▸ RECORDS SHOWN
▶

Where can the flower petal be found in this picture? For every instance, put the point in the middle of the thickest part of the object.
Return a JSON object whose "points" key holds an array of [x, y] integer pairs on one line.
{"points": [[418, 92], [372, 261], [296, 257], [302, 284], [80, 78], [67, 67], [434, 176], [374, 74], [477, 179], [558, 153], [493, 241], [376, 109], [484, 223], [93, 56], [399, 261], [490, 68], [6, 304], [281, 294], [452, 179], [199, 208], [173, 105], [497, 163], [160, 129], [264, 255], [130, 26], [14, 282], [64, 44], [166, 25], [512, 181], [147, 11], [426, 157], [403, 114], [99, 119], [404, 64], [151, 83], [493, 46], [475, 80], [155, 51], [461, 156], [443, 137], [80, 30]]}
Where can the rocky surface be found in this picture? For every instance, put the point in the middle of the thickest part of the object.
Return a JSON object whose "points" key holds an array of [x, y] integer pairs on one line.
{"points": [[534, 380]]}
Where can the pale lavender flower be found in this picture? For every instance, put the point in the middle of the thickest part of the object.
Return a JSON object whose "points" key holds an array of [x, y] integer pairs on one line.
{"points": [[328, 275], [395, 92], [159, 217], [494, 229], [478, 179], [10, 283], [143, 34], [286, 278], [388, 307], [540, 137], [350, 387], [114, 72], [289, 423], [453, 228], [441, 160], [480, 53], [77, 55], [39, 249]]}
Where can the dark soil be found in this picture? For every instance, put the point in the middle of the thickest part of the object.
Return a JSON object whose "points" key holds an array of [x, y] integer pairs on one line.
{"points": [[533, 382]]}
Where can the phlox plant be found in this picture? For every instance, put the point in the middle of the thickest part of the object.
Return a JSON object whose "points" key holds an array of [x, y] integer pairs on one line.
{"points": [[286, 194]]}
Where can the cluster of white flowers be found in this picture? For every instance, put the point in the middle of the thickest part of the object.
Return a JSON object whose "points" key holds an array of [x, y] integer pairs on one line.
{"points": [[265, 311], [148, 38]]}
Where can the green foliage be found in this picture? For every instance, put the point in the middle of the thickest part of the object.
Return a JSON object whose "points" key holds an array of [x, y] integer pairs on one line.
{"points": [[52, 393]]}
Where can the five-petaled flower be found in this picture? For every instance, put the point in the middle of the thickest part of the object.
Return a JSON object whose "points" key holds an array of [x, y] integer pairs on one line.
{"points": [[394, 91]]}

◀

▸ PROBLEM DETAILS
Show every line in the records above that contains the word "part".

▸ WRITTEN SOLUTION
Where can the flower petal be found in this picture? For every instance, put the point in the middle of the thickest part of the object.
Where can the rocky surface be found in this picture? For every instance, put the point in the middle of the thickest part of the object.
Where can the pale lavender flower be found in this picture? For every instance, put the point in the middle of the thickest part of the object.
Where can the dark soil be found in this picture? For every instance, put the point in the middle of the thickest part of the object.
Where can the phlox plant be found in this picture? For every instance, put the point in the middle of the thickest part of the object.
Where can the cluster of white flowers be found in this picture? For every instance, put the point in the middle of the thickest part of the object.
Where can the green foliage be found in this picture? For every instance, put the point in the middle of the thickest part of the object.
Where can the five-petaled flower be found in this picture? For every instance, put the point in the middle of the thickest part of the object.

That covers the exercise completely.